### [PROBLEM]
In the records below, copy out verbatim the lines starting with the line that contains "[segment] **eyelashes**" and ending after the line that contains "MULTIPOLYGON (((271 33, 270", including both of those lines.
== RECORDS SHOWN ==
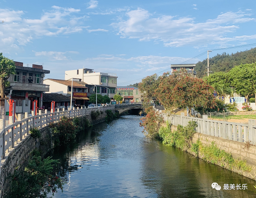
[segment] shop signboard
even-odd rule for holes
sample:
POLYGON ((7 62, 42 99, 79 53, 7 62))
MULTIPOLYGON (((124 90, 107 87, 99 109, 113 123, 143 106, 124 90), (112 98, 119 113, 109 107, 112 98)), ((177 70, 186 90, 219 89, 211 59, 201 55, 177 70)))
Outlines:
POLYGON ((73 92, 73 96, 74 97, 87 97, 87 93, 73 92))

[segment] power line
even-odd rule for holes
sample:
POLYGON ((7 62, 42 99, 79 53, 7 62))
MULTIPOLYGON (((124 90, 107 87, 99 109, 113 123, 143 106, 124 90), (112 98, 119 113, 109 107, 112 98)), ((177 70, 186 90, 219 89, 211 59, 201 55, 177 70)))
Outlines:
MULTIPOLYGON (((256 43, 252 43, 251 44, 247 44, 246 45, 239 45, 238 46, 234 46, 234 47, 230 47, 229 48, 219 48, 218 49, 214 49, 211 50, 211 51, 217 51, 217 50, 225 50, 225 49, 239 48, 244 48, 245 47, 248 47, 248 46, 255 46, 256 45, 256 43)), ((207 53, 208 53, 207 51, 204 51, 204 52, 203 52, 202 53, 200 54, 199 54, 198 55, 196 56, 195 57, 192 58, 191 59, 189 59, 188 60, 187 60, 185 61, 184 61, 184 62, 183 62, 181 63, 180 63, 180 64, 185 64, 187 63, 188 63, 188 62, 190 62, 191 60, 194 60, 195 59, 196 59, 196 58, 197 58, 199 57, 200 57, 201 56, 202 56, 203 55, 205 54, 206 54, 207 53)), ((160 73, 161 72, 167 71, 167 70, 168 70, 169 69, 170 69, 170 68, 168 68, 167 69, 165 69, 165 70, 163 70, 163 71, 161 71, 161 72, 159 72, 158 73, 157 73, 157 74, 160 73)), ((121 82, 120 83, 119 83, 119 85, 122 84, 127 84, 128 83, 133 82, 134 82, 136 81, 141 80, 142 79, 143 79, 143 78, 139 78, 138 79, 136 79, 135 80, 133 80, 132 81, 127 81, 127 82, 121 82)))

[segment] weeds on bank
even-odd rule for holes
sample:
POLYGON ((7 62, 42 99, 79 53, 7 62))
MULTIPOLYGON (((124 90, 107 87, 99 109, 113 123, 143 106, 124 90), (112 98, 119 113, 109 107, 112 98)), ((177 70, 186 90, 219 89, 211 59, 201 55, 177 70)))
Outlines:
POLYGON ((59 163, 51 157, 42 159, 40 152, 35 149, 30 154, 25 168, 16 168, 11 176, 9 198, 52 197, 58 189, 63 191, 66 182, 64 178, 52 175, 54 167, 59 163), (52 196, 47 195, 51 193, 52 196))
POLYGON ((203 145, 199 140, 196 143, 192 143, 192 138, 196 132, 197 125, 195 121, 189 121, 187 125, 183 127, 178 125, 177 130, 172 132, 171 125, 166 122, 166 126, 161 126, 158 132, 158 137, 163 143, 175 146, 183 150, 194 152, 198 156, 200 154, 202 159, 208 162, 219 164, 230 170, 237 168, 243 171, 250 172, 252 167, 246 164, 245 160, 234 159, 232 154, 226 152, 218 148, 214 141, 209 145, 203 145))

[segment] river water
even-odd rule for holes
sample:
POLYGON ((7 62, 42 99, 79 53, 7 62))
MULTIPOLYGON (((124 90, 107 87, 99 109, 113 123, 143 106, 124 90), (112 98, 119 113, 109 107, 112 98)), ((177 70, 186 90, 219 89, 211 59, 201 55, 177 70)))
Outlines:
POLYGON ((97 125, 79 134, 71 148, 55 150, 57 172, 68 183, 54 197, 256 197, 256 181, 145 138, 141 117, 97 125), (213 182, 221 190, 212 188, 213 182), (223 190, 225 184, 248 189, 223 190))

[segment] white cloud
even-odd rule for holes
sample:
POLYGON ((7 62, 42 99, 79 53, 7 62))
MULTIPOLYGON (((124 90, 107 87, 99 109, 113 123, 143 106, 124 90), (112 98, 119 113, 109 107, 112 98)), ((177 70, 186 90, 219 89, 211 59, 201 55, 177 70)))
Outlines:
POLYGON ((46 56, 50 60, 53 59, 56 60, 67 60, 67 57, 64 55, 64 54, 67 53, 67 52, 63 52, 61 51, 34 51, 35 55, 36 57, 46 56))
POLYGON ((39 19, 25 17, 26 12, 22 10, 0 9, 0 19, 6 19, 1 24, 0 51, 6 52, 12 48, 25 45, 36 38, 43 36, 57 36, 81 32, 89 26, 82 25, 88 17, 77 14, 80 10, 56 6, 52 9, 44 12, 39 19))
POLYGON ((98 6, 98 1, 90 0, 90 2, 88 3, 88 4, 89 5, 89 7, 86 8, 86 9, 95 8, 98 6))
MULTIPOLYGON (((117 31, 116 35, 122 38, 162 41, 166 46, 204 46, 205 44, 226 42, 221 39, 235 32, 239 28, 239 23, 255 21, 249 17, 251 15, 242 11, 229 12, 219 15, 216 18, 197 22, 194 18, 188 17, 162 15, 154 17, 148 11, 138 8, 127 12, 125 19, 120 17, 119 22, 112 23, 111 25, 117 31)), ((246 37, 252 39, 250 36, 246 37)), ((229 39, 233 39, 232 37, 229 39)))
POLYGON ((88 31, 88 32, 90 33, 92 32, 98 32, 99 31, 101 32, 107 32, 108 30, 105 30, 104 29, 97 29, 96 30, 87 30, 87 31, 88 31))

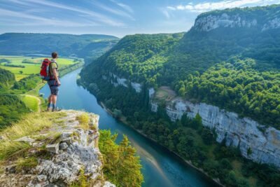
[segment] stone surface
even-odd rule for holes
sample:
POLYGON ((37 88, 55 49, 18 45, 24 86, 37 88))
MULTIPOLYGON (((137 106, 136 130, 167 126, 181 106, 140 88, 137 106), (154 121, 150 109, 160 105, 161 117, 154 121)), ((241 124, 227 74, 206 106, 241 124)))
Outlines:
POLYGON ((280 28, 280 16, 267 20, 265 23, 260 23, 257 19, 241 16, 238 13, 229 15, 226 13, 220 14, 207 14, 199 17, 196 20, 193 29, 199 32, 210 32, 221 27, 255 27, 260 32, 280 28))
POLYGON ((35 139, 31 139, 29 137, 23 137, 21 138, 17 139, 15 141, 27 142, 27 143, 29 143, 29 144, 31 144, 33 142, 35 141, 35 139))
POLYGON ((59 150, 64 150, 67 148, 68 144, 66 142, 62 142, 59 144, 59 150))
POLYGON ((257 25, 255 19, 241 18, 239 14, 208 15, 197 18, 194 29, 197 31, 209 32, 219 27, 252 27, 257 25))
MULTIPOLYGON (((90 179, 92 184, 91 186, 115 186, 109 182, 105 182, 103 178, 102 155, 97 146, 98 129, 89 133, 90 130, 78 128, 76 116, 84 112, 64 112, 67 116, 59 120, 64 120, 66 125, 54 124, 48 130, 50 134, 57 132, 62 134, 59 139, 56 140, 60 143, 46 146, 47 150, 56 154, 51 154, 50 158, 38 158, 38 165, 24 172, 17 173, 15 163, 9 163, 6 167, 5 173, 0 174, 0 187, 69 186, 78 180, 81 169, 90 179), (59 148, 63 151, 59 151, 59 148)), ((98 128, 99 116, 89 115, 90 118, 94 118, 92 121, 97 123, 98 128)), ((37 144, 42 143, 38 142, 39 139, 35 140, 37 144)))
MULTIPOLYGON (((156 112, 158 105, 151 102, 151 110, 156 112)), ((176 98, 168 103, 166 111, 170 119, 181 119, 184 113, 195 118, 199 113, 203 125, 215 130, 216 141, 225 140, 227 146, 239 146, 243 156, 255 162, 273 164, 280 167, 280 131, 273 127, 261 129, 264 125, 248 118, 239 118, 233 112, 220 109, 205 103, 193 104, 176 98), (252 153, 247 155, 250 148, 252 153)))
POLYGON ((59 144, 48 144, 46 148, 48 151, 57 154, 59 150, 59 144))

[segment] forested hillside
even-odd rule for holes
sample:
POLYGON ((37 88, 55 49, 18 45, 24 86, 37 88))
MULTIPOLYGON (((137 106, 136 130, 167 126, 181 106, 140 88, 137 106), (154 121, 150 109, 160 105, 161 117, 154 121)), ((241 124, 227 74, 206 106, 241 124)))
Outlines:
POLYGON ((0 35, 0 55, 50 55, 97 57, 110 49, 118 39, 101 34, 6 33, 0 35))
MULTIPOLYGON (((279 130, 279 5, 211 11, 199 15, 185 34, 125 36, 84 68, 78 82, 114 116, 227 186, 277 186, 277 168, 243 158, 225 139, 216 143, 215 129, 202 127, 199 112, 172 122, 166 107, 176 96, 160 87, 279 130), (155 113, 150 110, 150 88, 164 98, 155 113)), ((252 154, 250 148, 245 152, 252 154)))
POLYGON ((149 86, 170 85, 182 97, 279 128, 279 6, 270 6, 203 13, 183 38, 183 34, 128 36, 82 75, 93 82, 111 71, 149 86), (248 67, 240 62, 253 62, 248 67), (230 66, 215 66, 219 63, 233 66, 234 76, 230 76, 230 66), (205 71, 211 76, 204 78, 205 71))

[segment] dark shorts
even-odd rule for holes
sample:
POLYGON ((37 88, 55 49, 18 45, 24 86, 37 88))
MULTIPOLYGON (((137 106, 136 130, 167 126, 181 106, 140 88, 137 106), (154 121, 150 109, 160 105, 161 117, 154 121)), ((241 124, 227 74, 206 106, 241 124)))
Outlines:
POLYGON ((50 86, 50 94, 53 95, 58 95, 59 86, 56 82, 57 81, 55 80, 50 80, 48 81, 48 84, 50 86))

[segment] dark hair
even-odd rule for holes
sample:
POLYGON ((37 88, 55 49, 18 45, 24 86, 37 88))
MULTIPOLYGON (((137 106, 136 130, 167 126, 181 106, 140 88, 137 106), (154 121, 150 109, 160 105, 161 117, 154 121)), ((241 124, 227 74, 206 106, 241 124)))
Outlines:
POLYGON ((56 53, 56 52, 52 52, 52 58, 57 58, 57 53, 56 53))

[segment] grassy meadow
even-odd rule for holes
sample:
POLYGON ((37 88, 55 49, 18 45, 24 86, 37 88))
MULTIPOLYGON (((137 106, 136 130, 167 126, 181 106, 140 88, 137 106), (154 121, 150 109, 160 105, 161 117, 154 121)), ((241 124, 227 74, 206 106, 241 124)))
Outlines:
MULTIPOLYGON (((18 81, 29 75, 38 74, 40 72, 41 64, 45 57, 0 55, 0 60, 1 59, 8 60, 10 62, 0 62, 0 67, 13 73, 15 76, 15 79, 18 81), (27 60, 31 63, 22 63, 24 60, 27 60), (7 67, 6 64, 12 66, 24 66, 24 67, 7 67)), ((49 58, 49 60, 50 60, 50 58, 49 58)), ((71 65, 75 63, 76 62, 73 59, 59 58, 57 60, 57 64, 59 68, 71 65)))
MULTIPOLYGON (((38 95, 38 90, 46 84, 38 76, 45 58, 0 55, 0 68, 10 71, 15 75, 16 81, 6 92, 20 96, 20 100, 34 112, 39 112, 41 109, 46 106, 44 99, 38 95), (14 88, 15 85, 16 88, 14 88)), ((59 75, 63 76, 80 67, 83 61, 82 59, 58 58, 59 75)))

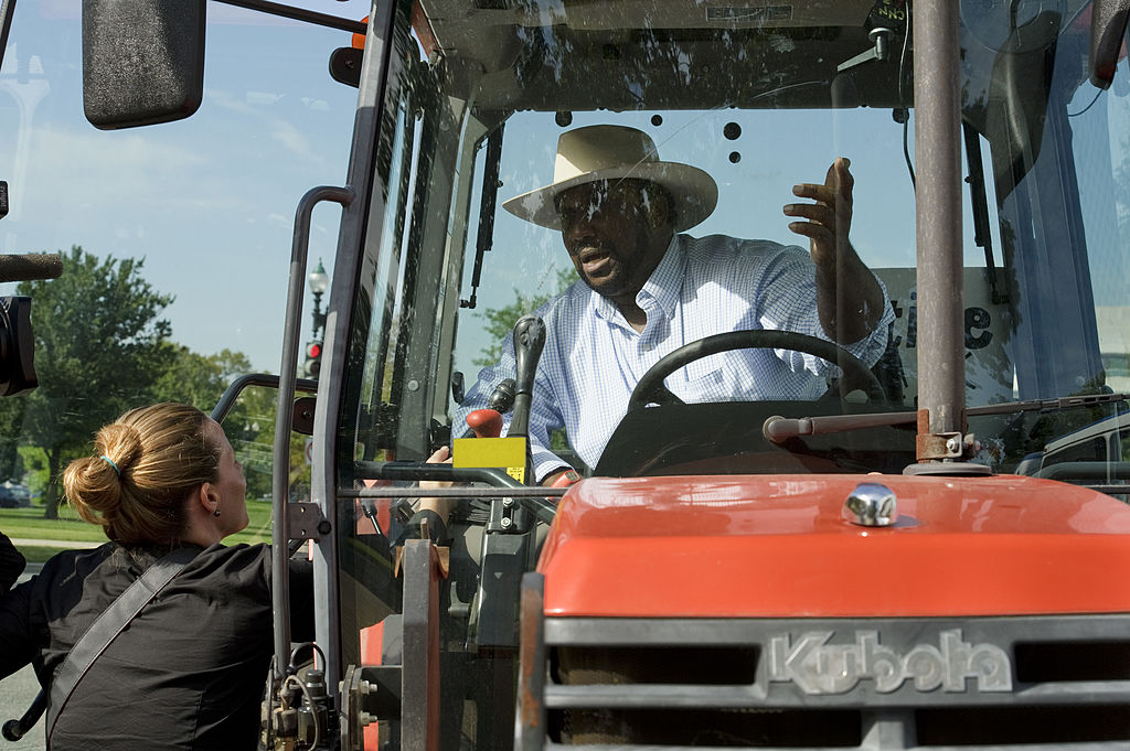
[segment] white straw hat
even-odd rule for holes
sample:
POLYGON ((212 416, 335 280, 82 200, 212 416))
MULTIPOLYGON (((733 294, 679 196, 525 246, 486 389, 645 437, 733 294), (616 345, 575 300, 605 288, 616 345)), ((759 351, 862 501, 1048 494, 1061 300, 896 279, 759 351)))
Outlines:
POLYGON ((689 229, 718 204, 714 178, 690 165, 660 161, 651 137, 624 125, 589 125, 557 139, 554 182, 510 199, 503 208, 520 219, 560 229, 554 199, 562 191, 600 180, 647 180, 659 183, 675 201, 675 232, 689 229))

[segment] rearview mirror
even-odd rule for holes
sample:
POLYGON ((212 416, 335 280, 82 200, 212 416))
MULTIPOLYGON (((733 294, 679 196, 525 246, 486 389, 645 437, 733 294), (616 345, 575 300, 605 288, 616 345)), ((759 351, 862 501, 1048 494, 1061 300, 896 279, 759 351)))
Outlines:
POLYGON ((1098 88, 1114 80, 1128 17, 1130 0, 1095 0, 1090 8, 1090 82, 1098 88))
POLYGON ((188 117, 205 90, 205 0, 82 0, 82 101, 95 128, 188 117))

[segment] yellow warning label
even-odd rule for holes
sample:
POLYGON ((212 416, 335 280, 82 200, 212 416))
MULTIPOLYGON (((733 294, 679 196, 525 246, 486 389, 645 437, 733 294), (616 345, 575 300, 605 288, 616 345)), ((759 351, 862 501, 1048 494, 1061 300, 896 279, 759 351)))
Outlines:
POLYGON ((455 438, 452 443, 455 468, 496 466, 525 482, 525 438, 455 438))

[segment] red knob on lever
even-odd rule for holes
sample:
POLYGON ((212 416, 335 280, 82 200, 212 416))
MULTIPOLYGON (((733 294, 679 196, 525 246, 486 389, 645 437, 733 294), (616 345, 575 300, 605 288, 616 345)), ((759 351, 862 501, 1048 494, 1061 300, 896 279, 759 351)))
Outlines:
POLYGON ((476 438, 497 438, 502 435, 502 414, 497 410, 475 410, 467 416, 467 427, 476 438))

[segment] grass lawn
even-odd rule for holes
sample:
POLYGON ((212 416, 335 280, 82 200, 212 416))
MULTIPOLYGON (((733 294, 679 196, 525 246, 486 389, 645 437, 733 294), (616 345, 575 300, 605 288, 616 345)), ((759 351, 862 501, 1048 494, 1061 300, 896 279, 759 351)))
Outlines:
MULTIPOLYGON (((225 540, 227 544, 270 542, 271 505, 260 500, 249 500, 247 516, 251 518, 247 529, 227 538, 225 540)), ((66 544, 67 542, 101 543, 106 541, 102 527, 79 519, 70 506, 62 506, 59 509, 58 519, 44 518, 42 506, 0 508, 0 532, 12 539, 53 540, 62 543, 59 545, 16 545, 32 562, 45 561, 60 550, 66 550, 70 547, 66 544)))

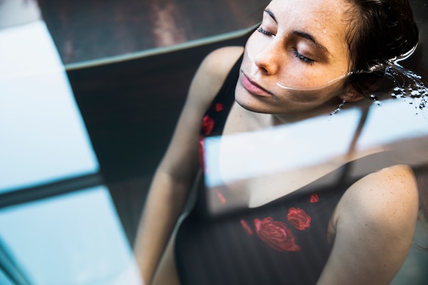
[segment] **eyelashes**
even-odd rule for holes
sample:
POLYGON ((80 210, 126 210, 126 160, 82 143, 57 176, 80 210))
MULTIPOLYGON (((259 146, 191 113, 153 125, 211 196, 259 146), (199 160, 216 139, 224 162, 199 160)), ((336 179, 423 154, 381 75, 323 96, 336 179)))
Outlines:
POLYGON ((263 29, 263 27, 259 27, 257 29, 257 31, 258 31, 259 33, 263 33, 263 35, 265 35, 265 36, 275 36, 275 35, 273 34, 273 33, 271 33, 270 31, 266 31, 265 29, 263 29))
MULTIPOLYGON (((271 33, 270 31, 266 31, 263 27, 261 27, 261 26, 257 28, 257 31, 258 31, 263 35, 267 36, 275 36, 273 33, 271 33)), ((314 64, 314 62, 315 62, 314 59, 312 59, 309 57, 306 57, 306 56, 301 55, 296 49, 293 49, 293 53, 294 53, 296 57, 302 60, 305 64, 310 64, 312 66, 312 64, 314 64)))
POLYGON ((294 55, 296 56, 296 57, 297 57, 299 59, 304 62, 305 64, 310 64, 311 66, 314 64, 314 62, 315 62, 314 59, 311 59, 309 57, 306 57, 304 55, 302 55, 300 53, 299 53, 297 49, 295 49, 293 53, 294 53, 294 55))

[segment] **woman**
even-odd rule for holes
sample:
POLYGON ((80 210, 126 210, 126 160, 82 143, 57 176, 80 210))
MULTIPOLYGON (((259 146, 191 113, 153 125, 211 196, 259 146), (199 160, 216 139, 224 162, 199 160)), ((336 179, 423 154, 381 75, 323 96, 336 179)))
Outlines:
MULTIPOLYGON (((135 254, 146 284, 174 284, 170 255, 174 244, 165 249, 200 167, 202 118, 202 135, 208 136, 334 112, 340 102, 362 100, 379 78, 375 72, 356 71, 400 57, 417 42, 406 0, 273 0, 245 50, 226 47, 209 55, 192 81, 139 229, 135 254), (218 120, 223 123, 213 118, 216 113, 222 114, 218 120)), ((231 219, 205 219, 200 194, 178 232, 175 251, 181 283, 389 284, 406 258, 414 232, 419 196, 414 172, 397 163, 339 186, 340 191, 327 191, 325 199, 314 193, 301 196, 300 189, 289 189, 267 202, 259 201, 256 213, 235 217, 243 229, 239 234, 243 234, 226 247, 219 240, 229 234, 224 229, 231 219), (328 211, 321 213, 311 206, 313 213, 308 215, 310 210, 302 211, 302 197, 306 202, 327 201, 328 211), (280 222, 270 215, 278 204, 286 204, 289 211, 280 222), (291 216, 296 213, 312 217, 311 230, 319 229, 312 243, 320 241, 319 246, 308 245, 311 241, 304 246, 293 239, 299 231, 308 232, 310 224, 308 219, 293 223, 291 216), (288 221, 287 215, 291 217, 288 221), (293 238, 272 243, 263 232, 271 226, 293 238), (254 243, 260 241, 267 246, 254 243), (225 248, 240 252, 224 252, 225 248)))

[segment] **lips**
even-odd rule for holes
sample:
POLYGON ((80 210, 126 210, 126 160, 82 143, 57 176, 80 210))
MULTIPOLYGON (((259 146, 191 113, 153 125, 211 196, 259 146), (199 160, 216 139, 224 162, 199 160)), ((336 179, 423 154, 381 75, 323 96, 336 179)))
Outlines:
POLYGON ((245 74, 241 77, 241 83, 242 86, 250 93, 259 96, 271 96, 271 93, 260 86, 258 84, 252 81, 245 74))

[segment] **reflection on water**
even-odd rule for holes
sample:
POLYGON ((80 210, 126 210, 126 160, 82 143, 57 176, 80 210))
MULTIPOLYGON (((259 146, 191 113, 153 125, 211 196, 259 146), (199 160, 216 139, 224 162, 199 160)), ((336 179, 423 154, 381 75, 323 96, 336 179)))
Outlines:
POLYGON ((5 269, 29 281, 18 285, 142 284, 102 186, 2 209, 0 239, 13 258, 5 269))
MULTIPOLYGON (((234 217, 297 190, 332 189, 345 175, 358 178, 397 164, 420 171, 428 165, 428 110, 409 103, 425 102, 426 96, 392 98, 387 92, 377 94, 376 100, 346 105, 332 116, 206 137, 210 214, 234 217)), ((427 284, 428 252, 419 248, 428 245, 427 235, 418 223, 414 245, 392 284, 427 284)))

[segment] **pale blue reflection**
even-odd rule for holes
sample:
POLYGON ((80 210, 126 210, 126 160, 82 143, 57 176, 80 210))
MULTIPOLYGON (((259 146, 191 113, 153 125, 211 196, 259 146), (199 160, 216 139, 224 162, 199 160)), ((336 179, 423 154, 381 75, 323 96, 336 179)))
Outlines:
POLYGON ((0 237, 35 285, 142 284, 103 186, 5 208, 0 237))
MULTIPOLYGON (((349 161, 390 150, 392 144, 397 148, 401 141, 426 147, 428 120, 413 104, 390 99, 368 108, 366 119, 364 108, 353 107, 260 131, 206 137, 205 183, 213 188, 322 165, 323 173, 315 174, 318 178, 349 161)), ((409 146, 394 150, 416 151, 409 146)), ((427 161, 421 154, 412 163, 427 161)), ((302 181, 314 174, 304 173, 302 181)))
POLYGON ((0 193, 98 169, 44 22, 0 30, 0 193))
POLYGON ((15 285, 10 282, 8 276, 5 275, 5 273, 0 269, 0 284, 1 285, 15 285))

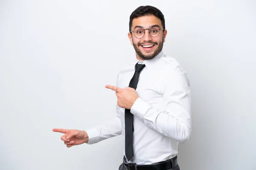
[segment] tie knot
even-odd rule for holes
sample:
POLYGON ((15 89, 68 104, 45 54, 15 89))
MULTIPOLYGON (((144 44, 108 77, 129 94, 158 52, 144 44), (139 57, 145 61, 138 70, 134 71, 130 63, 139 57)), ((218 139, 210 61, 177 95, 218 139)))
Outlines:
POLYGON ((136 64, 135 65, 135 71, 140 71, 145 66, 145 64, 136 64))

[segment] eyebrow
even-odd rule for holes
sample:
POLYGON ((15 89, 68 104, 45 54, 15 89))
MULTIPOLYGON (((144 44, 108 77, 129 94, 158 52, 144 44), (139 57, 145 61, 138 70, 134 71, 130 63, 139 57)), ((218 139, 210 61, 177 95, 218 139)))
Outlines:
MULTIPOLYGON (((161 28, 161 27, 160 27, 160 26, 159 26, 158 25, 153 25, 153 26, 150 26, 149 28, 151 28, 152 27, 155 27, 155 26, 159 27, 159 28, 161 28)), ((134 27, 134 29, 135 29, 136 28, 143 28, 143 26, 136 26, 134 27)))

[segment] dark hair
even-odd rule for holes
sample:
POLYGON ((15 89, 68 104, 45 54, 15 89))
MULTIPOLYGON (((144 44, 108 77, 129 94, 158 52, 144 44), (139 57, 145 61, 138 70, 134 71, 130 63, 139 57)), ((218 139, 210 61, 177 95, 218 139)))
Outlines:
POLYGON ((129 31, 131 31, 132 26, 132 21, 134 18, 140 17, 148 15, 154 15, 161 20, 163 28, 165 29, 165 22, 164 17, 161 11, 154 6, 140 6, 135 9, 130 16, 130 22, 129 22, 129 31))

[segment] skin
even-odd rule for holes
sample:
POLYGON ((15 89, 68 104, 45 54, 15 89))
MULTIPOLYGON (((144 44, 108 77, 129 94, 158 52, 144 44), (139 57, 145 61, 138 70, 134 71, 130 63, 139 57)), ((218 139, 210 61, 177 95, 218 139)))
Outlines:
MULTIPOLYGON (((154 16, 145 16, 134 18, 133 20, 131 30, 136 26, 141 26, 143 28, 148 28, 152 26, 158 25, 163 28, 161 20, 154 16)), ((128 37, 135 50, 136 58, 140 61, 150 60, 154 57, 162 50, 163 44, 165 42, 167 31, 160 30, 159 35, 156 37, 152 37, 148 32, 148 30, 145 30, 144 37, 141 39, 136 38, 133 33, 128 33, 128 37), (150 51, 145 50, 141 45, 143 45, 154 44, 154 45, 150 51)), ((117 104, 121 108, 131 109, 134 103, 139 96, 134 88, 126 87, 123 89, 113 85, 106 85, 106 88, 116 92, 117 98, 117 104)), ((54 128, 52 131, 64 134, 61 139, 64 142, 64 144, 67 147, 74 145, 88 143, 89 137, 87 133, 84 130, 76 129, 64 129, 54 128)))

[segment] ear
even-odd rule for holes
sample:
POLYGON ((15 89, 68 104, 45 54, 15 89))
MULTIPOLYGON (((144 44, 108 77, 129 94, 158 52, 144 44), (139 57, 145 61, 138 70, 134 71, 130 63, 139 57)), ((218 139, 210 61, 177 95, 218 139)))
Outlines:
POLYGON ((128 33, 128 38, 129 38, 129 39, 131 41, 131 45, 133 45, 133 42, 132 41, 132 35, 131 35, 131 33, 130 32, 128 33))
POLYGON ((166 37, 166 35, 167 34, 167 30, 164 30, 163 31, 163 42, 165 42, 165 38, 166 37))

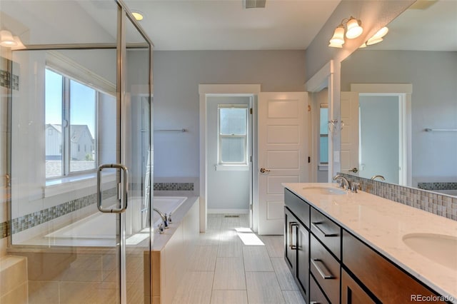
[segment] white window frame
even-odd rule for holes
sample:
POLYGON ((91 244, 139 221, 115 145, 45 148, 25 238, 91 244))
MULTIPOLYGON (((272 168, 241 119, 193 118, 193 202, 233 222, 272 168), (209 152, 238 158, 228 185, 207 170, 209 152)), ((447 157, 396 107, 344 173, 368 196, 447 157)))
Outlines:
===
### [THE COMPLETED TASK]
[segment] **eyelashes**
even-odd rule for holes
sample:
POLYGON ((80 210, 126 210, 126 160, 82 143, 57 176, 80 210))
MULTIPOLYGON (((259 146, 191 113, 153 125, 211 196, 259 146), (199 160, 216 139, 224 162, 199 160)), ((336 179, 423 154, 381 75, 323 96, 336 179)))
Outlines:
POLYGON ((263 29, 263 27, 259 27, 257 29, 257 31, 258 31, 259 33, 263 33, 263 35, 265 35, 265 36, 275 36, 275 35, 273 34, 273 33, 271 33, 270 31, 266 31, 265 29, 263 29))
MULTIPOLYGON (((271 33, 270 31, 266 31, 263 27, 261 27, 261 26, 257 28, 257 31, 258 31, 263 35, 267 36, 275 36, 273 33, 271 33)), ((314 64, 314 62, 315 62, 314 59, 312 59, 309 57, 306 57, 306 56, 301 55, 296 49, 293 49, 293 53, 294 53, 296 57, 302 60, 305 64, 310 64, 312 66, 312 64, 314 64)))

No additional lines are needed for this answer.